* [Task to complete]: Would you please state how many lines in the entries contain the word "horse"? Only the number should be given.
### Extracted entries ###
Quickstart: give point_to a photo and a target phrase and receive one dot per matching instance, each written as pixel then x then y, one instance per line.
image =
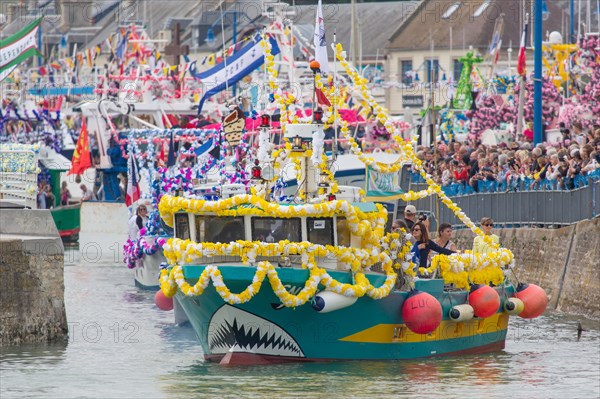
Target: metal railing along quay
pixel 541 208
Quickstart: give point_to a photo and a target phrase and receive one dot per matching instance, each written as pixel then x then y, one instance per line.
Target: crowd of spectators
pixel 465 168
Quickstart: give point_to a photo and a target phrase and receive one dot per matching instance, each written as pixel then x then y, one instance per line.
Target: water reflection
pixel 33 356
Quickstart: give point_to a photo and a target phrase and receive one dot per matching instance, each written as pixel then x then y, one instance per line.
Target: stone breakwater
pixel 31 278
pixel 565 262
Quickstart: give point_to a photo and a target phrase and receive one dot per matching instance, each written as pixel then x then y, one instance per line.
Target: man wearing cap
pixel 410 213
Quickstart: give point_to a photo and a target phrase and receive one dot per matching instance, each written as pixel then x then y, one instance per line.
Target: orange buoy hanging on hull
pixel 484 300
pixel 534 298
pixel 421 312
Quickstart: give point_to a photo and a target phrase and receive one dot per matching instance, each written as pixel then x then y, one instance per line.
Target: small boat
pixel 145 257
pixel 315 277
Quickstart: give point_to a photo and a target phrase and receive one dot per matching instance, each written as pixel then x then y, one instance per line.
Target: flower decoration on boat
pixel 182 251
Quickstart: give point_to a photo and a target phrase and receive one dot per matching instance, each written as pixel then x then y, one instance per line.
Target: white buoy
pixel 461 313
pixel 327 301
pixel 514 306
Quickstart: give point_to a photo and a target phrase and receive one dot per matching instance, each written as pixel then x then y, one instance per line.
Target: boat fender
pixel 421 312
pixel 534 300
pixel 162 302
pixel 513 306
pixel 484 300
pixel 327 301
pixel 461 313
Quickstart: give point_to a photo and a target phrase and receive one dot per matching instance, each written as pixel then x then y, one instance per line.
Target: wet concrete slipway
pixel 121 346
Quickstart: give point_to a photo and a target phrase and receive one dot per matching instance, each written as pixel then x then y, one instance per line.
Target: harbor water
pixel 121 346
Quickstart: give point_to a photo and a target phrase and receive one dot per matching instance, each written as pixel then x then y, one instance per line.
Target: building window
pixel 456 70
pixel 433 73
pixel 481 8
pixel 406 71
pixel 450 10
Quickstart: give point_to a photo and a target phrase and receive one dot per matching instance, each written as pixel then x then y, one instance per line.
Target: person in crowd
pixel 410 215
pixel 444 239
pixel 398 225
pixel 423 246
pixel 460 171
pixel 528 132
pixel 49 196
pixel 480 244
pixel 574 169
pixel 138 221
pixel 423 219
pixel 86 194
pixel 41 196
pixel 65 194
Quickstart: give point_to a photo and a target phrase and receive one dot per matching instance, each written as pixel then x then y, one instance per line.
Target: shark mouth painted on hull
pixel 241 331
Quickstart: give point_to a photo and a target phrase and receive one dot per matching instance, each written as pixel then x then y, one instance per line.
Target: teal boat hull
pixel 264 331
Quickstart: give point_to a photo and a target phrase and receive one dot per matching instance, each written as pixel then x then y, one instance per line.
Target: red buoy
pixel 422 313
pixel 162 301
pixel 534 298
pixel 484 300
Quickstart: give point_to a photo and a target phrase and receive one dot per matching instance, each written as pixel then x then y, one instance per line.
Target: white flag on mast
pixel 320 42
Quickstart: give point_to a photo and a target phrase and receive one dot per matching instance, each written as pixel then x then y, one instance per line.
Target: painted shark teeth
pixel 241 331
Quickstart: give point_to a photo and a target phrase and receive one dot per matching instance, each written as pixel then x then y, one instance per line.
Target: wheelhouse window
pixel 182 226
pixel 320 230
pixel 222 229
pixel 276 229
pixel 343 232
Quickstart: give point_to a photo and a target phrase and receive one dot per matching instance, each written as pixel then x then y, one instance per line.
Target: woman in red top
pixel 460 172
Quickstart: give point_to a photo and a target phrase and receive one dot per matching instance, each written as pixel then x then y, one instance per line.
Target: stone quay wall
pixel 565 262
pixel 31 278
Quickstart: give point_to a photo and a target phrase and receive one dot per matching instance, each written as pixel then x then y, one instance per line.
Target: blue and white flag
pixel 205 148
pixel 320 42
pixel 382 186
pixel 226 74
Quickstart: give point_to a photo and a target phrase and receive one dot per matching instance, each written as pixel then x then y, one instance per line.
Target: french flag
pixel 133 181
pixel 521 70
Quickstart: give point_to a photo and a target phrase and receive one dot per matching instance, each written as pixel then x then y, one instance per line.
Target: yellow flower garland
pixel 174 279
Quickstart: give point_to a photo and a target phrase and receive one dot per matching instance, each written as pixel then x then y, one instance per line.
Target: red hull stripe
pixel 247 359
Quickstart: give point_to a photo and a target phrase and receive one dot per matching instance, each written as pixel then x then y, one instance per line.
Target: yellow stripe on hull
pixel 448 329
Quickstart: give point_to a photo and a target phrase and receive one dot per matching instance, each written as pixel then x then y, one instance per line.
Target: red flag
pixel 321 97
pixel 81 156
pixel 521 70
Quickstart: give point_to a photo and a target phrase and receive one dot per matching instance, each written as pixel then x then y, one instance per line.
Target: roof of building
pixel 337 19
pixel 472 23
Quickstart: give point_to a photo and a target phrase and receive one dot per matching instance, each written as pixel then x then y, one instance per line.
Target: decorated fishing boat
pixel 265 277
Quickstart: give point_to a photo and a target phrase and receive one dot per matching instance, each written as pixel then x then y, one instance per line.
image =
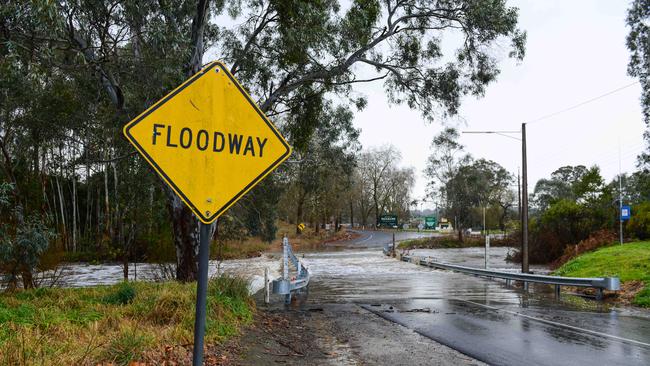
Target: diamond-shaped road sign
pixel 209 141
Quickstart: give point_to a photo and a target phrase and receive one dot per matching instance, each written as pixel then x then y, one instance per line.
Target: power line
pixel 582 103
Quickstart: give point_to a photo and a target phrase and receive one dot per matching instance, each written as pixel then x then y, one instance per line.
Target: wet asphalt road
pixel 481 318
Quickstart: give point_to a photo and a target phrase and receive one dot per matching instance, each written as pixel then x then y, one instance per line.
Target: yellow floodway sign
pixel 209 141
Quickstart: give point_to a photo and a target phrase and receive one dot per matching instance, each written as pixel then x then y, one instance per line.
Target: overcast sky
pixel 575 51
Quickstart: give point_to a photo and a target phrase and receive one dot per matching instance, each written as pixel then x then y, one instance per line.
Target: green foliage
pixel 123 294
pixel 639 223
pixel 21 247
pixel 127 346
pixel 638 42
pixel 78 326
pixel 570 206
pixel 629 262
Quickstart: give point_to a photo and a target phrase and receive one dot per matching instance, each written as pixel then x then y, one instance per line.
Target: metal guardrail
pixel 294 280
pixel 599 283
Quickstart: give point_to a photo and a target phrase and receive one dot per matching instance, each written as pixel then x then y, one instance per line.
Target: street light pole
pixel 524 191
pixel 524 200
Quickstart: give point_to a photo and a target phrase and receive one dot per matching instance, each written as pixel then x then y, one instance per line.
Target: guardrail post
pixel 285 258
pixel 285 264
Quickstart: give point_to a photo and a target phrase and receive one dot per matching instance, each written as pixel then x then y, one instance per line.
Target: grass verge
pixel 630 262
pixel 136 321
pixel 450 241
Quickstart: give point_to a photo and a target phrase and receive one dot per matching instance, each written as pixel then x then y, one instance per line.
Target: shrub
pixel 639 224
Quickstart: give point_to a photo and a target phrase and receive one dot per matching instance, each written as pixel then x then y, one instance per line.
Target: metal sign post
pixel 201 294
pixel 211 144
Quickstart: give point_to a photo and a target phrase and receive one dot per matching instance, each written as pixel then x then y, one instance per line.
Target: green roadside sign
pixel 387 221
pixel 430 222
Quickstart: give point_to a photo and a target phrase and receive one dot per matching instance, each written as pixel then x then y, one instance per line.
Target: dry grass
pixel 115 324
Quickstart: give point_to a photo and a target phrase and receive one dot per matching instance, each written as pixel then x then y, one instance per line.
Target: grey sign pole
pixel 201 294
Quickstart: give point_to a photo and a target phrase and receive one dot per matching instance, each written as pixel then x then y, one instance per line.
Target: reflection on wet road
pixel 483 318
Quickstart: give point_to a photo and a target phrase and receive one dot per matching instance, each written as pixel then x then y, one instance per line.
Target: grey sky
pixel 575 51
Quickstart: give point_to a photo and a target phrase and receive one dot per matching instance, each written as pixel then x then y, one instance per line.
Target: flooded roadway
pixel 482 318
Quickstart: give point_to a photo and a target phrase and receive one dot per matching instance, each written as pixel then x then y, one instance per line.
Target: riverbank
pixel 630 262
pixel 451 241
pixel 135 321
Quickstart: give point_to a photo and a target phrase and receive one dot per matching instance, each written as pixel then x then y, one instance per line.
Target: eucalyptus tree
pixel 638 42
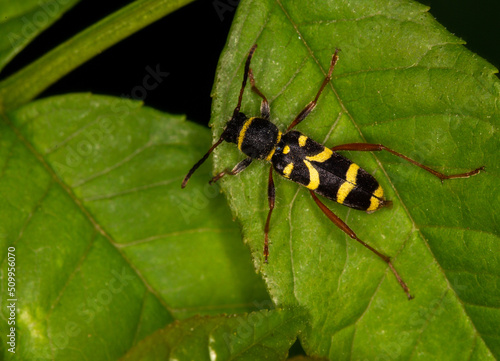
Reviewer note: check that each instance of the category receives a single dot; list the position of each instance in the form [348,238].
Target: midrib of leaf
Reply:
[98,228]
[414,225]
[30,81]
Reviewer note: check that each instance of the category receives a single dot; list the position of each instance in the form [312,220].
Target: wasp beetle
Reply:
[304,161]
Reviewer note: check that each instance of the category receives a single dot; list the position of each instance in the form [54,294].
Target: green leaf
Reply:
[255,336]
[22,21]
[108,247]
[403,81]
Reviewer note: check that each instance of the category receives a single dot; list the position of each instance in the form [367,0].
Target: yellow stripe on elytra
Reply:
[375,199]
[313,176]
[288,170]
[271,153]
[243,130]
[349,184]
[302,140]
[321,157]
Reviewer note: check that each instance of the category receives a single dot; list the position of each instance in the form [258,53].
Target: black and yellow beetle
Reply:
[306,162]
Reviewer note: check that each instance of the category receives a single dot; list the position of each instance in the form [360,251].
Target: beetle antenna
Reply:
[200,162]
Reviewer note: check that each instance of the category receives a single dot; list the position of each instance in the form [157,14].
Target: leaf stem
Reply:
[30,81]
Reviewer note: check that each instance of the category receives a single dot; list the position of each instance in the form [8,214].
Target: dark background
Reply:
[187,44]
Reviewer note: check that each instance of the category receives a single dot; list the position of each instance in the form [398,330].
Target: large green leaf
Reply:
[402,80]
[22,21]
[255,336]
[108,248]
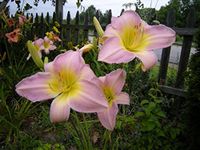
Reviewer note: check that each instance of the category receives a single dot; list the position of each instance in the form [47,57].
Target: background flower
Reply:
[128,36]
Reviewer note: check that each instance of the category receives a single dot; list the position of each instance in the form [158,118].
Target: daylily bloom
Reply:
[67,79]
[86,48]
[10,22]
[52,36]
[128,36]
[47,45]
[22,20]
[112,85]
[13,36]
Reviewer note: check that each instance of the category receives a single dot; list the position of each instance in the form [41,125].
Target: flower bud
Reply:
[34,54]
[98,27]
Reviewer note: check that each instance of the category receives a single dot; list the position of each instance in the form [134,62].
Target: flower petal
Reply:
[35,87]
[60,110]
[122,98]
[108,117]
[148,59]
[89,99]
[159,36]
[113,52]
[87,73]
[116,80]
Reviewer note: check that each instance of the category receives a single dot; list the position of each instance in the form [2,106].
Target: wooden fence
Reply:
[70,32]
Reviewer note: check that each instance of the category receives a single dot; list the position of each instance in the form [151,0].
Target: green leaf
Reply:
[143,102]
[161,114]
[139,114]
[148,125]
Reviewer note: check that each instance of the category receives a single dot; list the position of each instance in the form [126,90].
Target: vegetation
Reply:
[152,121]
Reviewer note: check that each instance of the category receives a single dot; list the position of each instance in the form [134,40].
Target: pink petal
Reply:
[35,87]
[116,80]
[52,47]
[60,110]
[159,36]
[108,117]
[38,42]
[89,99]
[128,18]
[122,98]
[69,60]
[113,52]
[49,67]
[148,58]
[87,73]
[102,79]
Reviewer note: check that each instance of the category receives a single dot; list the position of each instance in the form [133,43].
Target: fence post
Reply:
[97,16]
[109,16]
[170,21]
[76,28]
[86,26]
[68,34]
[36,24]
[42,27]
[122,11]
[185,51]
[47,21]
[59,9]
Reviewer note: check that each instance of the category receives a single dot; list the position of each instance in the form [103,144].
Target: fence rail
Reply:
[42,25]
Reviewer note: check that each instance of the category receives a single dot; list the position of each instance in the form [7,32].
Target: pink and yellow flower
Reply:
[22,20]
[129,37]
[69,81]
[111,86]
[52,36]
[10,22]
[13,37]
[47,45]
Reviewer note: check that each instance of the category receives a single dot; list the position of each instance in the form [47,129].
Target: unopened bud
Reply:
[34,54]
[86,48]
[98,27]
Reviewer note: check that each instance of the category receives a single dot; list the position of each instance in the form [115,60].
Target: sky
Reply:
[103,5]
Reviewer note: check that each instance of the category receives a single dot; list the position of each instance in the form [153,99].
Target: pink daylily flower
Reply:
[112,85]
[22,20]
[68,80]
[47,45]
[129,37]
[13,37]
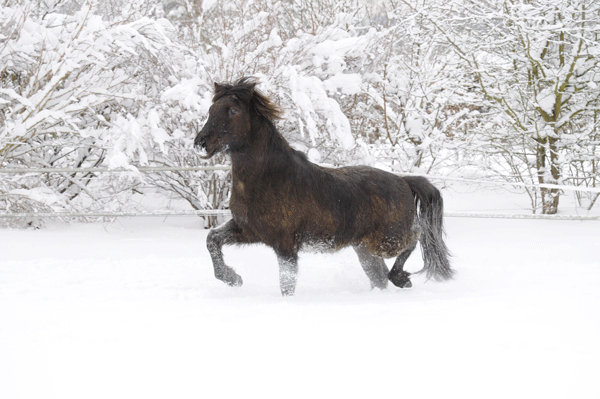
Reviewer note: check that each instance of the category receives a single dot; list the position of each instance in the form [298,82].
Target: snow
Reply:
[131,309]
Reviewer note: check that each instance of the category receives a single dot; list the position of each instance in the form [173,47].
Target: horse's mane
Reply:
[245,90]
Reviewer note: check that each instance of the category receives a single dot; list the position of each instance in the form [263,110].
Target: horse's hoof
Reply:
[401,280]
[236,281]
[229,277]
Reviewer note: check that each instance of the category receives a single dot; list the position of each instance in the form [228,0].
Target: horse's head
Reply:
[231,115]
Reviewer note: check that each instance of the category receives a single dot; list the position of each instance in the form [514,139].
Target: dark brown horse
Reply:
[281,199]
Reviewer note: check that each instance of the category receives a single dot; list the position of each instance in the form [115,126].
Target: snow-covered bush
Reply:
[73,90]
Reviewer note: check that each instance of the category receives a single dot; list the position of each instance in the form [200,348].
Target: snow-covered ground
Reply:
[132,310]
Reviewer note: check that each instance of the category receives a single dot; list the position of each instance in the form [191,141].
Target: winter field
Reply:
[131,310]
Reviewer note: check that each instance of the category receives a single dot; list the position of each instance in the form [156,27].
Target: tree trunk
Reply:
[547,153]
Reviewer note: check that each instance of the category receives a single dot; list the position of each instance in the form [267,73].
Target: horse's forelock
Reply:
[245,90]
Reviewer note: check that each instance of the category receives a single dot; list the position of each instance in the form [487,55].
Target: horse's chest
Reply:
[257,211]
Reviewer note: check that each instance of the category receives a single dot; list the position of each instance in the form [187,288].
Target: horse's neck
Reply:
[269,154]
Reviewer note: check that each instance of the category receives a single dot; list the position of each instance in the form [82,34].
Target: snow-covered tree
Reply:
###
* [Answer to the exercise]: 7